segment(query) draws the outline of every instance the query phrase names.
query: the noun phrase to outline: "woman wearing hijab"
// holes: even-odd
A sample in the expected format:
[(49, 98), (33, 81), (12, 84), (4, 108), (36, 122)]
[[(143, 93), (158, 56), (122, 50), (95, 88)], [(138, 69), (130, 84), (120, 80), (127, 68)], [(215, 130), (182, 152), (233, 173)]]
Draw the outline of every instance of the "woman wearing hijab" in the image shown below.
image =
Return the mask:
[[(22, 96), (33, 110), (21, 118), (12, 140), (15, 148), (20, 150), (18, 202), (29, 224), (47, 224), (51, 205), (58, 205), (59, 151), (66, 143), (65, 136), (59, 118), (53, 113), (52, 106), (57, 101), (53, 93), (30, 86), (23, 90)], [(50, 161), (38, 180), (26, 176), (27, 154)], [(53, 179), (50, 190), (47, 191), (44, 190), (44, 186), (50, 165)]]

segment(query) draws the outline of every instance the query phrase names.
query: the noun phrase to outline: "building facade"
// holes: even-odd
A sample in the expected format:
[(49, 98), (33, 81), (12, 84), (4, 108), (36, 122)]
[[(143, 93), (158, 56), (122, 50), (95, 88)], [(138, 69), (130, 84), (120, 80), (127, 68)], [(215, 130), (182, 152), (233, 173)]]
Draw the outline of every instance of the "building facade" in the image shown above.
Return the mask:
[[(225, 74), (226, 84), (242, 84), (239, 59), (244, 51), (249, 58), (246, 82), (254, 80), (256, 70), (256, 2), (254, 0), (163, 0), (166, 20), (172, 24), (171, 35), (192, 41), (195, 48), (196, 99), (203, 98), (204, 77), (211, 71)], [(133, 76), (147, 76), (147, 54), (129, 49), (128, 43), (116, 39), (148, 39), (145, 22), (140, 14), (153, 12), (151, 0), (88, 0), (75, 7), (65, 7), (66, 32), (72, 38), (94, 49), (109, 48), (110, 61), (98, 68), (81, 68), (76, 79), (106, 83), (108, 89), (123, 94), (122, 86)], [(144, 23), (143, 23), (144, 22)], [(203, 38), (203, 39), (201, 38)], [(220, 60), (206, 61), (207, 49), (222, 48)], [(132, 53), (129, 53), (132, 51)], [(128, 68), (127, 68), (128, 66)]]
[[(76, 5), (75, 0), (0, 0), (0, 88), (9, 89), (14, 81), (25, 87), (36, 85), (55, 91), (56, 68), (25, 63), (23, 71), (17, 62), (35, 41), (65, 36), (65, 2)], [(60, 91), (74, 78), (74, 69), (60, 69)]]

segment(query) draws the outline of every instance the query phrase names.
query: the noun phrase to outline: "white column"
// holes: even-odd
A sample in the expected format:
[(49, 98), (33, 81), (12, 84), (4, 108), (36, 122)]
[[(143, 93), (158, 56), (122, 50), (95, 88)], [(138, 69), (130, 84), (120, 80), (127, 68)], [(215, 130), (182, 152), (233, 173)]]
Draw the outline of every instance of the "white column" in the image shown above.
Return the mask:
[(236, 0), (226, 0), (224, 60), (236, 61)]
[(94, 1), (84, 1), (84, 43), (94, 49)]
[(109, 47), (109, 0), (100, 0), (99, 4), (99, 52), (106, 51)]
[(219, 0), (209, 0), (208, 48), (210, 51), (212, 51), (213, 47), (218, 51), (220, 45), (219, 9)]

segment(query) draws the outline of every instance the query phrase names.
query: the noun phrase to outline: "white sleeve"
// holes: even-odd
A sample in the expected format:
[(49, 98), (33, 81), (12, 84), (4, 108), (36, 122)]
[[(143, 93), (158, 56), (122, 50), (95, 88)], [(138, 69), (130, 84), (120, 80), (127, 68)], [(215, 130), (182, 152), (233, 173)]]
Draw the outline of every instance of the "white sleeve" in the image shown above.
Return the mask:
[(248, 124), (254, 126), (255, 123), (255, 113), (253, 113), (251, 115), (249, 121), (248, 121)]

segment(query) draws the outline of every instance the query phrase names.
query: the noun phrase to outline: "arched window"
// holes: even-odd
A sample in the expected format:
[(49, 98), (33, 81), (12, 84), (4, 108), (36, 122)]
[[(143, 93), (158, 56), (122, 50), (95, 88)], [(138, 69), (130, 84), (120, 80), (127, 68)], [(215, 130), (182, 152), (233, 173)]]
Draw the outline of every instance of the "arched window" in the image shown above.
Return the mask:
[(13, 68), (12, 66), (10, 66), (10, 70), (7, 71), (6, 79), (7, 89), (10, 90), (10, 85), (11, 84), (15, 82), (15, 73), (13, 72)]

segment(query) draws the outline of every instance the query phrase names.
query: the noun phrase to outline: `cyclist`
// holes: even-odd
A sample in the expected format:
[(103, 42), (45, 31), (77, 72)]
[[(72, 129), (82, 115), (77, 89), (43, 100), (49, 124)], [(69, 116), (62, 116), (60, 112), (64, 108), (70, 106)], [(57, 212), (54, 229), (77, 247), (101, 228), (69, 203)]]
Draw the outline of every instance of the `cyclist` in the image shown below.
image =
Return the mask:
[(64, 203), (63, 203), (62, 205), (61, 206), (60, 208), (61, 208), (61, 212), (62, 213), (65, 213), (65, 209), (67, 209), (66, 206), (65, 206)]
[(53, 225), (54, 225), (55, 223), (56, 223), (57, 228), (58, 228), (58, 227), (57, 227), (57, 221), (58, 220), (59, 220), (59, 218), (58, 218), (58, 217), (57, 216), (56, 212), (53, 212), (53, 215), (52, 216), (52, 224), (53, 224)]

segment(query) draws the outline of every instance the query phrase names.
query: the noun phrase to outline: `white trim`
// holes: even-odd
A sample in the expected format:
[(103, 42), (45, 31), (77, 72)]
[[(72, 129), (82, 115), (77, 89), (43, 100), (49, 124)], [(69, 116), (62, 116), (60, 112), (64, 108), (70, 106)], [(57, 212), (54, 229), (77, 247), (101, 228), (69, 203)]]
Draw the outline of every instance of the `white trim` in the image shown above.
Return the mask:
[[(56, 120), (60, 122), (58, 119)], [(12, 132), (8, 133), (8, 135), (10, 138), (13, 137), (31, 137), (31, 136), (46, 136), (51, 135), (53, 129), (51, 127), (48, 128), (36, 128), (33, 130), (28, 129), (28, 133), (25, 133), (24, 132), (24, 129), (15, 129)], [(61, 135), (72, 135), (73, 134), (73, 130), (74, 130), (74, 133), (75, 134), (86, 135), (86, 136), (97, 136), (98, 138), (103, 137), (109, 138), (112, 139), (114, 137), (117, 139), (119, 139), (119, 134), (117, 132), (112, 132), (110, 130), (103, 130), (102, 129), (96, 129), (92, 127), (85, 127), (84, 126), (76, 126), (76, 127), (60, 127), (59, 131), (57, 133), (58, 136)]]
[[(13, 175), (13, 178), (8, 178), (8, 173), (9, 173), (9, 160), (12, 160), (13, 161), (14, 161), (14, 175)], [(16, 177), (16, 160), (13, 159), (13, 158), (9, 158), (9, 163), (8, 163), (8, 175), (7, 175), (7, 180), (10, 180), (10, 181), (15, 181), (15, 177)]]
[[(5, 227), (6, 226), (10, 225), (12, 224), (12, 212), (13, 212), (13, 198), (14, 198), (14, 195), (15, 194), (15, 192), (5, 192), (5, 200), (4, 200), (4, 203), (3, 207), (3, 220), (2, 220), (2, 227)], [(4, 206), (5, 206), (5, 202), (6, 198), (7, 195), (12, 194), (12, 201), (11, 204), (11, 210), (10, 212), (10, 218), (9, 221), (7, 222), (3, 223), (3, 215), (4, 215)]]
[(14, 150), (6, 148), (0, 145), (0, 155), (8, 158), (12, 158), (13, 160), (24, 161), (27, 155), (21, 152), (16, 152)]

+-------+

Can you repeat every one of the records above with "Return the mask" swapped for "Output the polygons" wherever it appears, changing nothing else?

§ **Full solution**
segment(query) draws the outline of every instance the query phrase names.
query: the noun phrase to outline: "woman wearing hijab"
// holes: even-odd
A sample in the expected format:
[(49, 98), (33, 81), (12, 84), (4, 108), (36, 122)]
[[(143, 93), (158, 56), (122, 50), (95, 88)], [(138, 69), (130, 84), (120, 80), (127, 68)], [(215, 130), (182, 152), (233, 173)]]
Draw the outline of every instance of the "woman wearing hijab" in the image shown below.
image =
Output the polygons:
[[(22, 96), (33, 110), (21, 118), (12, 140), (15, 148), (20, 150), (18, 202), (29, 224), (47, 224), (51, 205), (58, 205), (59, 151), (66, 143), (65, 136), (59, 118), (53, 113), (52, 106), (57, 101), (53, 93), (30, 86), (23, 90)], [(50, 161), (38, 180), (26, 176), (27, 154)], [(53, 179), (50, 190), (47, 191), (44, 190), (44, 186), (50, 165)]]

segment(query) draws the outline of every instance the query phrase names.
query: the noun phrase to outline: "building facade"
// holes: even-odd
A sample in the expected format:
[(49, 98), (33, 81), (12, 84), (4, 108), (36, 122)]
[[(143, 93), (158, 56), (122, 50), (95, 88)], [(138, 69), (130, 84), (120, 80), (127, 68)], [(215, 130), (182, 152), (233, 173)]]
Draw the outline of every instance of the "building facade" in the image shown above.
Output the polygons:
[[(225, 74), (226, 84), (242, 84), (239, 59), (244, 51), (249, 58), (246, 82), (254, 80), (256, 70), (256, 2), (254, 0), (163, 0), (166, 20), (172, 24), (171, 35), (192, 41), (195, 48), (196, 99), (203, 98), (204, 77), (211, 71)], [(133, 76), (147, 76), (147, 54), (129, 49), (128, 43), (116, 39), (148, 39), (145, 22), (140, 14), (153, 12), (151, 0), (88, 0), (75, 7), (65, 7), (66, 32), (72, 38), (94, 49), (109, 48), (110, 61), (98, 68), (81, 68), (76, 79), (106, 83), (108, 89), (123, 94), (122, 86)], [(144, 23), (143, 23), (144, 22)], [(203, 38), (203, 39), (201, 38)], [(220, 60), (206, 61), (207, 49), (222, 48)], [(132, 53), (129, 53), (132, 51)], [(128, 68), (127, 68), (128, 66)]]
[[(76, 5), (75, 0), (0, 0), (0, 88), (9, 89), (14, 81), (25, 87), (36, 85), (55, 91), (56, 68), (25, 63), (23, 71), (17, 62), (35, 41), (65, 36), (65, 2)], [(60, 91), (74, 78), (74, 69), (60, 69)]]

segment(query) draws the outline of every instance the query phrase names.
query: the noun phrase to outline: "white column"
// holes: even-odd
A sample in the expected format:
[(49, 98), (33, 81), (12, 84), (4, 108), (36, 122)]
[[(143, 93), (158, 56), (122, 50), (95, 88)], [(138, 69), (130, 84), (120, 80), (127, 68)], [(215, 130), (182, 152), (233, 173)]]
Draw the outline of every instance of the "white column" in the image shown above.
Output the polygons:
[(236, 0), (226, 0), (224, 60), (236, 61)]
[(94, 1), (84, 1), (84, 43), (94, 49)]
[(109, 47), (109, 0), (100, 0), (99, 4), (99, 52), (106, 51)]
[(219, 0), (209, 0), (208, 48), (210, 51), (212, 51), (213, 47), (218, 51), (220, 45), (219, 9)]

segment(query) draws the outline of every instance the query phrase names.
query: the noun phrase to outline: "white sleeve"
// holes: even-odd
A sample in the expected format:
[(49, 98), (33, 81), (12, 84), (4, 108), (36, 122)]
[[(143, 93), (158, 56), (122, 50), (95, 88)], [(138, 69), (130, 84), (120, 80), (127, 68)], [(215, 130), (182, 152), (233, 173)]]
Draw the outline of every instance of the "white sleeve" in the image shown above.
Output the polygons:
[(248, 124), (254, 126), (255, 123), (255, 113), (253, 113), (251, 115), (249, 121), (248, 121)]

segment(query) draws the outline of every instance the query phrase names.
query: the noun phrase to outline: "arched window"
// holes: even-odd
A sample in the expected format:
[(49, 98), (33, 81), (12, 84), (4, 108), (36, 122)]
[[(143, 93), (158, 56), (122, 50), (95, 88)], [(138, 69), (130, 84), (120, 80), (127, 68)], [(215, 130), (182, 152), (233, 173)]]
Draw the outline of every instance of the "arched window" in the image shown above.
Output the polygons:
[(13, 68), (12, 66), (10, 66), (10, 70), (7, 71), (6, 79), (7, 89), (10, 90), (10, 85), (11, 84), (15, 82), (15, 73), (13, 72)]

segment(query) draws the outline of every instance the query phrase names.
query: the noun phrase to outline: `cyclist`
// holes: even-odd
A sample in the expected format:
[(103, 42), (45, 31), (77, 72)]
[[(72, 129), (82, 115), (77, 89), (43, 100), (49, 124)], [(69, 116), (62, 116), (60, 112), (64, 108), (70, 106)], [(57, 212), (54, 229), (77, 247), (101, 228), (69, 203)]]
Draw the outline of every instance of the `cyclist` in the image shown below.
image =
Output the polygons:
[(64, 203), (63, 203), (62, 205), (61, 206), (60, 208), (61, 208), (61, 212), (62, 213), (65, 213), (65, 209), (67, 209), (66, 206), (65, 206)]
[(53, 225), (54, 225), (55, 223), (56, 223), (57, 228), (58, 228), (58, 227), (57, 227), (57, 221), (58, 220), (59, 220), (59, 218), (58, 218), (58, 217), (57, 216), (56, 212), (53, 212), (53, 215), (52, 216), (52, 224), (53, 224)]

segment(query) draws the outline of every instance the query phrase names.
query: the noun phrase to outline: `white trim`
// holes: even-odd
A sample in the expected format:
[(103, 42), (45, 31), (77, 72)]
[[(72, 129), (82, 115), (77, 89), (43, 100), (49, 124)], [(69, 116), (62, 116), (60, 112), (64, 108), (70, 106)], [(57, 212), (54, 229), (77, 247), (101, 228), (69, 203)]]
Draw the outline of every instance of the `white trim` in the image shown above.
Output the polygons:
[[(56, 120), (60, 122), (58, 119)], [(12, 132), (8, 133), (8, 135), (10, 138), (13, 137), (31, 137), (31, 136), (46, 136), (51, 135), (53, 129), (51, 127), (48, 128), (36, 128), (33, 130), (28, 129), (28, 133), (25, 133), (24, 132), (24, 129), (15, 129)], [(61, 135), (72, 135), (73, 134), (73, 130), (74, 130), (74, 133), (75, 134), (86, 135), (86, 136), (97, 136), (98, 138), (103, 137), (109, 138), (112, 139), (114, 137), (117, 139), (119, 139), (119, 134), (117, 132), (112, 132), (110, 130), (103, 130), (102, 129), (96, 129), (92, 127), (85, 127), (84, 126), (76, 126), (76, 127), (60, 127), (59, 131), (57, 133), (58, 136)]]
[[(13, 175), (13, 178), (8, 178), (8, 173), (9, 173), (9, 160), (12, 160), (13, 161), (14, 161), (14, 175)], [(16, 177), (16, 160), (13, 159), (13, 158), (9, 158), (9, 163), (8, 163), (8, 175), (7, 175), (7, 180), (10, 180), (10, 181), (15, 181), (15, 177)]]
[[(5, 227), (6, 226), (10, 225), (12, 224), (12, 212), (13, 212), (13, 198), (14, 198), (14, 195), (15, 194), (15, 192), (5, 192), (5, 200), (4, 200), (4, 203), (3, 207), (3, 220), (2, 220), (2, 227)], [(4, 206), (5, 206), (5, 202), (6, 198), (7, 195), (12, 194), (12, 201), (11, 204), (11, 210), (10, 212), (10, 218), (9, 221), (7, 222), (3, 223), (3, 215), (4, 215)]]
[(14, 150), (6, 148), (0, 145), (0, 155), (8, 158), (12, 158), (13, 160), (24, 161), (27, 155), (21, 152), (16, 152)]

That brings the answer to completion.